Entries from a pointing dataset
>>>

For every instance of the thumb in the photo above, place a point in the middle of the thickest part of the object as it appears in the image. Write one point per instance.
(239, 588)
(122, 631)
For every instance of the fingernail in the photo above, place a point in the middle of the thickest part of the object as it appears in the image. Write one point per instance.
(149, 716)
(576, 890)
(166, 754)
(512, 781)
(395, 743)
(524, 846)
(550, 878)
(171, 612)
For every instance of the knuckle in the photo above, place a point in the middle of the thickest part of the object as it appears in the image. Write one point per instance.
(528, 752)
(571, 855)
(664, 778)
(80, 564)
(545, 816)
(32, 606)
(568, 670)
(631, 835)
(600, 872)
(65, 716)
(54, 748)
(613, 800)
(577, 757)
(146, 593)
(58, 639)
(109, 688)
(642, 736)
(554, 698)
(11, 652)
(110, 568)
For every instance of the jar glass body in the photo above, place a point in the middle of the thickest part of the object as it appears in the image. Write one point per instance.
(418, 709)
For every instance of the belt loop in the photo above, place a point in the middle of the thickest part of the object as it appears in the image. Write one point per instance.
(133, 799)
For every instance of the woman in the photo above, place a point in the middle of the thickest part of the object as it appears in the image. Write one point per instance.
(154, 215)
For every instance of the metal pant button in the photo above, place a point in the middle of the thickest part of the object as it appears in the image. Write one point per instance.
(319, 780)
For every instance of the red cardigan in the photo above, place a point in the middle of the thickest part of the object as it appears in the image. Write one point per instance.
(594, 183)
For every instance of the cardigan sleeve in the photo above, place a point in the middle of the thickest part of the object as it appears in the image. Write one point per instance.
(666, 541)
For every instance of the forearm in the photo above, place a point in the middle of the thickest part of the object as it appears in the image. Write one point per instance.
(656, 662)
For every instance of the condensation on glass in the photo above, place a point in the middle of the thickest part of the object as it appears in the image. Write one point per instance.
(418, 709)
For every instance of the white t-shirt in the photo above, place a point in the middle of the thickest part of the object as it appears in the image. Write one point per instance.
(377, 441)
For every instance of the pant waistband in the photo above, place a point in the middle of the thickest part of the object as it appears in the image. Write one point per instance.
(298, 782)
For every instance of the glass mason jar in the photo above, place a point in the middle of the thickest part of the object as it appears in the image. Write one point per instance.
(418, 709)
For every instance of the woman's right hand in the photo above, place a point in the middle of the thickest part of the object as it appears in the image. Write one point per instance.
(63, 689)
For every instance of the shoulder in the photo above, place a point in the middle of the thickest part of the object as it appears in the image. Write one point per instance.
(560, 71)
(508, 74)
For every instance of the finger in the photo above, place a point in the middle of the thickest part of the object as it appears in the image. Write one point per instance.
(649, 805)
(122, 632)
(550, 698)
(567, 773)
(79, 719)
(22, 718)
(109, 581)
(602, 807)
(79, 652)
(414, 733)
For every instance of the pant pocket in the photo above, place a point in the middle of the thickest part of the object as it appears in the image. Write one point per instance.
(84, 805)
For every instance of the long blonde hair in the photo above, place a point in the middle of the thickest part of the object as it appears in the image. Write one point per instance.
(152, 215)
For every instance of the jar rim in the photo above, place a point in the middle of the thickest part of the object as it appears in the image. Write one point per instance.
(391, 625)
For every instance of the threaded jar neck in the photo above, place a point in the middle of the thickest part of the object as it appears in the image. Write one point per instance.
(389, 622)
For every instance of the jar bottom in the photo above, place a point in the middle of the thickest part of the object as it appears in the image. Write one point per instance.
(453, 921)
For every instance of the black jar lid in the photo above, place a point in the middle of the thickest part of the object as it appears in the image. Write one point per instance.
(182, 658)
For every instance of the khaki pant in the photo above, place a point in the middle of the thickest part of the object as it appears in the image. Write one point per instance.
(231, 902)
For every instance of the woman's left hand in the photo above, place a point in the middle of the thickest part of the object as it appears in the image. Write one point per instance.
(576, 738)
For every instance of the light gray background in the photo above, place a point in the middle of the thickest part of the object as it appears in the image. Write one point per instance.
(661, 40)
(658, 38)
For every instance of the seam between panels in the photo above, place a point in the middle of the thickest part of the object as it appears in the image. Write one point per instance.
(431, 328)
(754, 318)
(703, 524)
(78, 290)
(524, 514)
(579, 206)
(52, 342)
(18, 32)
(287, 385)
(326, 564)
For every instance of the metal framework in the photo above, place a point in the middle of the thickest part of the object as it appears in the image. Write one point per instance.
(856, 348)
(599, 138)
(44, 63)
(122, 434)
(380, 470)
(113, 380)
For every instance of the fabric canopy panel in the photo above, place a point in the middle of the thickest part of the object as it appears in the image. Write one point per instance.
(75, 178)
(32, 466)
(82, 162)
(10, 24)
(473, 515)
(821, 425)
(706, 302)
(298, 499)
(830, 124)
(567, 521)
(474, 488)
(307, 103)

<<<

WORK TO BE COMPLETED:
Write out the entries above word for word.

RIGHT ANSWER:
For every instance of the thumb in the photo above, place a point in the middle of the thickest part of the object as it appears in the image. Write one point per instance.
(239, 588)
(122, 631)
For every instance of the fingernail in the photo above, place a point in the middle of the thickest part of the object as it appears in the image. Write one point per instance.
(149, 716)
(576, 890)
(166, 754)
(512, 781)
(395, 743)
(524, 846)
(550, 878)
(171, 612)
For every instance of the knuckle in the photo above, place a point in the middle of the thickest part of the object as it appears in the image. Write one point per instance.
(528, 752)
(571, 855)
(664, 778)
(80, 564)
(545, 816)
(32, 606)
(568, 670)
(631, 835)
(600, 872)
(65, 716)
(54, 748)
(613, 800)
(577, 757)
(146, 593)
(58, 639)
(109, 688)
(642, 736)
(554, 698)
(11, 652)
(110, 568)
For every instance of the jar glass body in the photo above, place a point in the middle of the thickest part of the object as it appears in the image. Write one point per instance.
(418, 709)
For every instance of the belt loop in the photo above, place a point in the middle of the thickest part of the object as it appears in the image. Write one point per instance.
(133, 799)
For every instance of the woman in the photo above, place a point in the middle of the thickest part of the object as it appears in the image. Write one point per instance.
(154, 215)
For every instance of the metal pant button in the photo above, place a point in the middle of the thickest part of the object as it appears in the image. Write one point per instance.
(319, 780)
For every instance of the red cardigan in the photo above, place a point in the middle of the thickest part of the object as it appears in the image. Write one point per instance.
(594, 183)
For every instance of the cardigan sleeve in the photo above, place a point in the middle of the thickest part of the object as it appears in the image. Write one point per instance.
(666, 541)
For every instance of the forearm in the photo above, place a point in the middle of the thickest part of the object as it appears in the image. Write one point per instance.
(656, 662)
For every instance of the condensation on glass in the photo above, place a point in the middle of the thickest part of the object as it appears in the image. Write one point per instance.
(418, 709)
For every instance of the white t-shirt in the photo above, place a point in the middle of the thickest part of the object as it appears in the image. Write one point per instance.
(377, 441)
For every instance of the pant waistband in the photo above, place a point in the middle of the thickest part of the object as it appears in the image. Write one point per instance.
(298, 782)
For every instance of the glass mason jar in the photo above, place a point in the middle of the thickest part of the object as it appears in the image. Write one point per instance.
(418, 709)
For every instance of the woman's right hand in the photo above, place a point in the middle of the thickest part of the object as it appears in the image. Write one point per instance.
(63, 689)
For every instance of the shoulder in the photo above, place a point in the middle of the thickest part of the object as it appears in the image. Write one point per instance.
(560, 71)
(508, 74)
For every instance of the finger in the photo above, place a point in the middle of the thickest part of the object as it appears in the image. Write one point per instance.
(649, 805)
(122, 632)
(550, 698)
(567, 773)
(79, 719)
(22, 718)
(109, 581)
(602, 807)
(79, 652)
(414, 733)
For every instance of the pant pocket in the photo above, place a point in the middle of the thickest part of the object as it appears in the image. Write one point per instance.
(84, 805)
For every instance of the long blonde hair in the photo above, place a point in the middle of the thickest part of the object as it appears in the image. Write one point per instance.
(152, 215)
For every instance of the jar rim in the photo above, place a point in the middle of the thickest part of the object as it appears in the image. Write one point per instance.
(391, 625)
For every instance of the threaded jar neck in the photo above, place a point in the middle of the thickest part of the object as it appears in the image. Write one point per instance.
(389, 622)
For every instance of the jar bottom in the photo above, place a point in the middle of the thickest part of the object as it appears in the image. Write one point per instance.
(453, 921)
For every instance of the black jar lid in the photo above, place a point in the middle of the thickest part of the object as it appears in the image. Write one point per instance.
(182, 658)
For every instance of the khaki pant in the photo above, place a point in the middle of the thickest part of the object as it appears in the image. Write one point per instance.
(231, 902)
For every instance of the woman's left hand in the photo above, place a point in the middle of the thickest part of the object as it appears in the image. Write one point per instance.
(576, 738)
For every instance of the light gray background in the photo above, place a point in the middle of the thickest part of the object as it appears in the image. Write one point per instance.
(661, 40)
(658, 38)
For every instance of the seam between panels in the photo above, place a point in the middle of the thickest part of the object as it appears in the image. Write one point per instance.
(431, 328)
(754, 318)
(703, 524)
(78, 290)
(524, 514)
(579, 206)
(52, 342)
(18, 32)
(287, 385)
(326, 564)
For every instance of the metal framework in the photo above, place a point in the middle of the thickest part of the object as it appears in the image. Write one point per instance.
(856, 348)
(599, 138)
(44, 63)
(122, 434)
(380, 470)
(113, 380)
For every instance of the fabric canopy panel in the photo above, place a point in the middle of the thickest part of the object as it appears in the image. Write one point per instance.
(75, 178)
(32, 466)
(82, 162)
(10, 24)
(473, 515)
(821, 425)
(706, 302)
(298, 499)
(830, 124)
(567, 521)
(474, 488)
(307, 103)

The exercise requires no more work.